--- Start Listed records ---
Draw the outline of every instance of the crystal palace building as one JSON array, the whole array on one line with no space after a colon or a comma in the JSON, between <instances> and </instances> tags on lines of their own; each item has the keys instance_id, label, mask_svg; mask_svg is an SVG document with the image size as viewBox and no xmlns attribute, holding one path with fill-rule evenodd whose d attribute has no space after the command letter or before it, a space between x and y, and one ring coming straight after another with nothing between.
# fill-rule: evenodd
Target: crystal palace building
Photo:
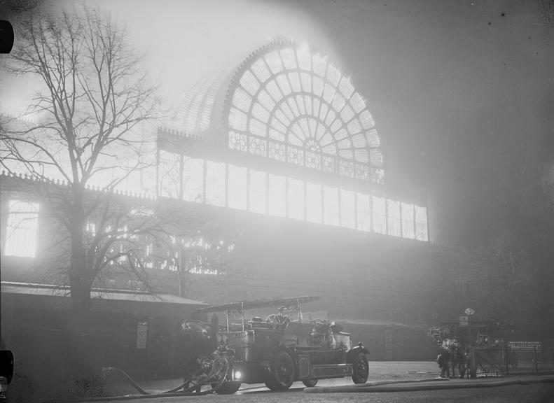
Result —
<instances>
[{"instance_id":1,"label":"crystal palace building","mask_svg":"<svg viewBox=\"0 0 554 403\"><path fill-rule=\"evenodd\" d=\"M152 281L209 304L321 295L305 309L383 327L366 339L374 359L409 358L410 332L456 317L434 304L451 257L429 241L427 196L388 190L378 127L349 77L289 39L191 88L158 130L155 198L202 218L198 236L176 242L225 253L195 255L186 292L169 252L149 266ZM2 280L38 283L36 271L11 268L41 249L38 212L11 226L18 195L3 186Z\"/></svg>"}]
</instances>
--- End Listed records ---
--- Start Listed records ---
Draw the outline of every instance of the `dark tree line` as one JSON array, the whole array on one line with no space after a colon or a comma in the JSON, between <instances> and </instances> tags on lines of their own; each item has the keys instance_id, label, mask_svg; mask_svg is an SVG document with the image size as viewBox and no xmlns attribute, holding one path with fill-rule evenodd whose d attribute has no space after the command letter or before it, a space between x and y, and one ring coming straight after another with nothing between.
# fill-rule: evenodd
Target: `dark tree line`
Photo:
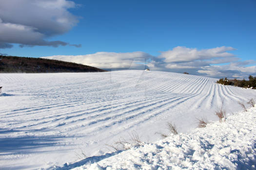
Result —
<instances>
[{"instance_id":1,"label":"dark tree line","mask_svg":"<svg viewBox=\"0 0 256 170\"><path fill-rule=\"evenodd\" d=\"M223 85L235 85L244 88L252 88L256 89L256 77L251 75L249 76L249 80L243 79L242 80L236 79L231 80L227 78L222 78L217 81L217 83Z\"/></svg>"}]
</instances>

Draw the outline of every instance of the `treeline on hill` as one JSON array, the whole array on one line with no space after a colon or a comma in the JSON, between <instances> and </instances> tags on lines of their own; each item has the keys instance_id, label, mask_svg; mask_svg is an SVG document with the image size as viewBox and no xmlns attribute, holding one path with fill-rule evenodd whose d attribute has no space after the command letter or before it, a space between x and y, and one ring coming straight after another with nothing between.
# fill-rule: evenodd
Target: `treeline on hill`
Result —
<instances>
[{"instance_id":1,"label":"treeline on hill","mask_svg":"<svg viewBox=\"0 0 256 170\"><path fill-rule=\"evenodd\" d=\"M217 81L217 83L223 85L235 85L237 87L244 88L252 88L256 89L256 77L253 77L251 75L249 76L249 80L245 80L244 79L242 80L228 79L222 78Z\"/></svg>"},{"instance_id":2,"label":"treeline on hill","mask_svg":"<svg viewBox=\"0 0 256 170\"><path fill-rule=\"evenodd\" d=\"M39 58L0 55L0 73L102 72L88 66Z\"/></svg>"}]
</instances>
--- End Listed records ---
Pull out each line of the data above that contains the word "palace", copying every such line unchanged.

Draw the outline of every instance of the crystal palace building as one JSON array, the whole array on one line with no space after a colon or a comma in the JSON, between <instances> and </instances> tags on lines of their own; each item has the keys instance_id, label, mask_svg; mask_svg is an SVG document with the image size as viewBox and no xmlns attribute, holding one path with fill-rule evenodd whose d attribute has no space after the command letter or before it, a space between x and y, and one ring coming straight after another with nothing between.
Target: crystal palace building
[{"instance_id":1,"label":"crystal palace building","mask_svg":"<svg viewBox=\"0 0 554 403\"><path fill-rule=\"evenodd\" d=\"M152 281L209 304L321 295L305 309L383 327L366 339L374 359L409 358L410 332L456 317L434 304L451 257L429 241L427 196L388 190L378 127L349 77L289 39L191 88L158 130L155 198L202 218L198 236L176 242L225 253L195 255L186 292L169 252L149 266ZM2 280L38 283L36 271L11 268L41 249L38 212L11 226L18 195L3 186Z\"/></svg>"}]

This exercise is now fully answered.